- WRITTEN REQUEST -
Copy out the lines below word for word, starting at the one containing "Where can you find the white shirt?" and ending at the one containing "<point>594,1140</point>".

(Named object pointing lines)

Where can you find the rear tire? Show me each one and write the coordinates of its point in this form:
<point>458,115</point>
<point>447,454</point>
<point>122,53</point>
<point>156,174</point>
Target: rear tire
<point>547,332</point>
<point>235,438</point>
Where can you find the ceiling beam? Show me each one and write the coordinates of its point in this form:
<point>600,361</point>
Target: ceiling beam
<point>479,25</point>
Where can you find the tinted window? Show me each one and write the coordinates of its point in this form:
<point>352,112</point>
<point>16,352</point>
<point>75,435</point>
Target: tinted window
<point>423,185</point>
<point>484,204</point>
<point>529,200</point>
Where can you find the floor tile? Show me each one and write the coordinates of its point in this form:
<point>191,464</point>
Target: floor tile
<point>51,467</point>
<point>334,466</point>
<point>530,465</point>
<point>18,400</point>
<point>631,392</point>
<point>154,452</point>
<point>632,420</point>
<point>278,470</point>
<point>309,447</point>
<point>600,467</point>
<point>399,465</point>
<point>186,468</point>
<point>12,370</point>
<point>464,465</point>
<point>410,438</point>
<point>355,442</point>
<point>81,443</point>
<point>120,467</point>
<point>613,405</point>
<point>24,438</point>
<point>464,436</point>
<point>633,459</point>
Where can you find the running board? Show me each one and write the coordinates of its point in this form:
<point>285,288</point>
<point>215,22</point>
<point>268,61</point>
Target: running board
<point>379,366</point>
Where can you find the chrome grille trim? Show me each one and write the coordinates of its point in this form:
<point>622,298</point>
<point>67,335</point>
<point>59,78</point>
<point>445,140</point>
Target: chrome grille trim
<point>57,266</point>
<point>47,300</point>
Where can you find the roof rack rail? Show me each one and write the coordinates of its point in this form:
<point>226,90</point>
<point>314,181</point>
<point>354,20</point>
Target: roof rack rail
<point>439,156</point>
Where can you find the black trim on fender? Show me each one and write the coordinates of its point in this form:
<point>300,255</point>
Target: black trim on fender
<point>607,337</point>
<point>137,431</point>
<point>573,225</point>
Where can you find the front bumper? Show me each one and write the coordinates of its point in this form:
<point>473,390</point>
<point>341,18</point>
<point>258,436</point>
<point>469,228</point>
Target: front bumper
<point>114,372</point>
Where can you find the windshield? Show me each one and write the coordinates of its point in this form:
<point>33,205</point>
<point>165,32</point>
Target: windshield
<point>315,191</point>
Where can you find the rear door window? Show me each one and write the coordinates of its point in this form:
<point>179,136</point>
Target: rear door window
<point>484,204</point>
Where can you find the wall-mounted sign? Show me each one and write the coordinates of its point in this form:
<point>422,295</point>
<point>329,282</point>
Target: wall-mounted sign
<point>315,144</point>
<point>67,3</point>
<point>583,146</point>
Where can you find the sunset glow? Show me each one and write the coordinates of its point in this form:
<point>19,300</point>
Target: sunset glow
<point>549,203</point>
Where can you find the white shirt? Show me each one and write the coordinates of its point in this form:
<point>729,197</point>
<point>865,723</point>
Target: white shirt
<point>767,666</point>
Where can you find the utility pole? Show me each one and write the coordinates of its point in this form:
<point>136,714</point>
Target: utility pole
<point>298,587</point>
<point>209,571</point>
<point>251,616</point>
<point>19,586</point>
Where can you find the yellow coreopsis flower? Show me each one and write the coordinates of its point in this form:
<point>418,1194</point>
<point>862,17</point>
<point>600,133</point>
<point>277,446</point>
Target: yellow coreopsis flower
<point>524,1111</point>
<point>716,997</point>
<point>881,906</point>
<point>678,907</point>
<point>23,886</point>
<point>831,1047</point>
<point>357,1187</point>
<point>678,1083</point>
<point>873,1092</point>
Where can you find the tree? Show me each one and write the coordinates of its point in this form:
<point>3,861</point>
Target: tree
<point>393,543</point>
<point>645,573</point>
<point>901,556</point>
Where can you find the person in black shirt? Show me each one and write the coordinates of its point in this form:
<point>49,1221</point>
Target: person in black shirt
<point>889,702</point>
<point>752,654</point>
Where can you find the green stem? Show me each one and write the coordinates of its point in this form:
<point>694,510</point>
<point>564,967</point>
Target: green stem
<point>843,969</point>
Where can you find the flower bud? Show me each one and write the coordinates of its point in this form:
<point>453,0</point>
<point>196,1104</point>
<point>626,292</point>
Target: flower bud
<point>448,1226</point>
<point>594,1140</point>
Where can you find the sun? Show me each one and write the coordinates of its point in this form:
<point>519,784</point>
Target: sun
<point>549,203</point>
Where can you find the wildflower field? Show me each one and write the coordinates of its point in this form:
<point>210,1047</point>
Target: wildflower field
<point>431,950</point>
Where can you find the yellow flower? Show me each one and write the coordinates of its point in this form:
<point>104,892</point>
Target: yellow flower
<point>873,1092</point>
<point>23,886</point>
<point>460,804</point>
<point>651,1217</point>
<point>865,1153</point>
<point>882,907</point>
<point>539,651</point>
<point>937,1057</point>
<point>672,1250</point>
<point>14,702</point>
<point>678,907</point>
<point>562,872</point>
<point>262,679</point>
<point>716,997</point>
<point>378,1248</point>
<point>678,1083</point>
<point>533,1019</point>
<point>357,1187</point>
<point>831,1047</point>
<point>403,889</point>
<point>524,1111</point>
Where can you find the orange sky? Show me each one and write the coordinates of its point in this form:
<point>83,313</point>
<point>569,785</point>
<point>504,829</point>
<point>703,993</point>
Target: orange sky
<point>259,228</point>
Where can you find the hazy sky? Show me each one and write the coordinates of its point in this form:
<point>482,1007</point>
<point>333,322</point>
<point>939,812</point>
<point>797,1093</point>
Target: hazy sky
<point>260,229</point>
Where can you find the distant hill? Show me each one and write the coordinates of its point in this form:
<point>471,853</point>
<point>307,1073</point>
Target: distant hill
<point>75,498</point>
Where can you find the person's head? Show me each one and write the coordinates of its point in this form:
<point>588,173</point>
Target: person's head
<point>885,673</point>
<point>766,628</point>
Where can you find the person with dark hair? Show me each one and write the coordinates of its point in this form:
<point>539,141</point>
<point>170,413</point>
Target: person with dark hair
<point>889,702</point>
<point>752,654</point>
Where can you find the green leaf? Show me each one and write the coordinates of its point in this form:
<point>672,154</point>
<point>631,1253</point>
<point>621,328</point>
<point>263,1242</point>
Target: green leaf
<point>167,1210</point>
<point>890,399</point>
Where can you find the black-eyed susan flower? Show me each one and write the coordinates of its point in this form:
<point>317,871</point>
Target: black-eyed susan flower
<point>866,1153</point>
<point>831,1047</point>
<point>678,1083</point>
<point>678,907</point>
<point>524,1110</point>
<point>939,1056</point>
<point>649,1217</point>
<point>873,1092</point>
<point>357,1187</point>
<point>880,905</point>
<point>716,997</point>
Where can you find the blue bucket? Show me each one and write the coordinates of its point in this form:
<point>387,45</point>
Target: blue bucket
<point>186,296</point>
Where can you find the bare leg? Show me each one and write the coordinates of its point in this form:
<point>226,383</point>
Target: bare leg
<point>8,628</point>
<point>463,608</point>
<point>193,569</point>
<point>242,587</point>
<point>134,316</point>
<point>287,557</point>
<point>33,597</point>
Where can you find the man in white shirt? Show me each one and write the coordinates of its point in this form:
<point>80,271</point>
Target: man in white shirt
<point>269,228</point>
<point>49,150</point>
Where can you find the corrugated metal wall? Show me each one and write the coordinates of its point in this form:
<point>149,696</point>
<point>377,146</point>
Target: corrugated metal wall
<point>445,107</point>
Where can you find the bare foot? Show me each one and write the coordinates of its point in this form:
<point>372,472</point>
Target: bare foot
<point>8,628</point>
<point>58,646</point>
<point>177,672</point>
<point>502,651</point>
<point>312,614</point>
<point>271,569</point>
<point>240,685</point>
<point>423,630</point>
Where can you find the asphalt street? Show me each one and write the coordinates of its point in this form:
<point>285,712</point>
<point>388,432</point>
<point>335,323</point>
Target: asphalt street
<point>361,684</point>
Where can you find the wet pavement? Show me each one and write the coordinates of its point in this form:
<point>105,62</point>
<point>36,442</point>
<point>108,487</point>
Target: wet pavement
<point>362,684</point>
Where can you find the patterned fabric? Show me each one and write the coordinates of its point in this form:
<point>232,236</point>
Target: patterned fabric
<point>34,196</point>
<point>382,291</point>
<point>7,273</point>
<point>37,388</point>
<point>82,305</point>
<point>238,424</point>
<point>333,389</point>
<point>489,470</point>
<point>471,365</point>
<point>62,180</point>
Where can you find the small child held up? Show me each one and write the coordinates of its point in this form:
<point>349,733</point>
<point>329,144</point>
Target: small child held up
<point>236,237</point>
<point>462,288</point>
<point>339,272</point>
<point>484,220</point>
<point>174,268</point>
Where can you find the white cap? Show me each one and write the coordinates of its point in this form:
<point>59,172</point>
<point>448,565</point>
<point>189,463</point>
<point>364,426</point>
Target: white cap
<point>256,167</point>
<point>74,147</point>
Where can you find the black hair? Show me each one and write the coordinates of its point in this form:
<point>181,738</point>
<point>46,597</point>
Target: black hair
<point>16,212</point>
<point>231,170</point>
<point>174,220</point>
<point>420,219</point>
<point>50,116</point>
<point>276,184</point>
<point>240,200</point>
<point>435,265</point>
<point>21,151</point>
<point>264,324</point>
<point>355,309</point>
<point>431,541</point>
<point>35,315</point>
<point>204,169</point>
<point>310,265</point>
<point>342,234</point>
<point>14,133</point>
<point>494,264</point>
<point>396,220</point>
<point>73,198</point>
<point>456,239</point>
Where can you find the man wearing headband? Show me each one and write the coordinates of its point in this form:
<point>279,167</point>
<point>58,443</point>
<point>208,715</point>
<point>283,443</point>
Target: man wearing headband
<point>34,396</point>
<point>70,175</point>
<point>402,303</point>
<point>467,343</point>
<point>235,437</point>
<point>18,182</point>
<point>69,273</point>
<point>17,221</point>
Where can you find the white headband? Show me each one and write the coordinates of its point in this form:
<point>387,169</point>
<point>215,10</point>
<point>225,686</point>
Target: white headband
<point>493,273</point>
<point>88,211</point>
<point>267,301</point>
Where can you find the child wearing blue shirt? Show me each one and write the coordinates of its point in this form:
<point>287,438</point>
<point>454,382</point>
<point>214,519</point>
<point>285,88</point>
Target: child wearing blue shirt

- TASK RESULT -
Where can you find the white shirt? Show me each one and write the coordinates of its point in this form:
<point>729,197</point>
<point>865,723</point>
Target: white shirt
<point>767,666</point>
Where can you find the utility pole? Show me each one and write the coordinates of its point in this form:
<point>136,714</point>
Target: utility pole
<point>298,587</point>
<point>209,571</point>
<point>251,616</point>
<point>19,586</point>
Where can you find the yellow coreopsis flower? Show me each one and write the coordinates of its point in this form:
<point>418,1194</point>
<point>862,17</point>
<point>600,133</point>
<point>277,446</point>
Target: yellow coreopsis flower
<point>524,1111</point>
<point>716,997</point>
<point>881,906</point>
<point>678,907</point>
<point>23,886</point>
<point>831,1047</point>
<point>357,1187</point>
<point>678,1083</point>
<point>873,1092</point>
Where can you find the tree? Show me each one and write the coordinates of its point in this form:
<point>3,861</point>
Target: tree
<point>393,543</point>
<point>645,573</point>
<point>901,556</point>
Where can you find the person in black shirt? Show me each one and write the coordinates of its point in this form:
<point>49,1221</point>
Target: person in black shirt
<point>889,702</point>
<point>752,654</point>
Where can you find the green stem? Show me each one and write the coordinates of its point in this form:
<point>694,510</point>
<point>564,967</point>
Target: green stem
<point>843,969</point>
Where can you find the flower bud? Show me each one and write the coordinates of its point in this form:
<point>453,0</point>
<point>196,1104</point>
<point>626,292</point>
Target: flower bud
<point>448,1226</point>
<point>594,1140</point>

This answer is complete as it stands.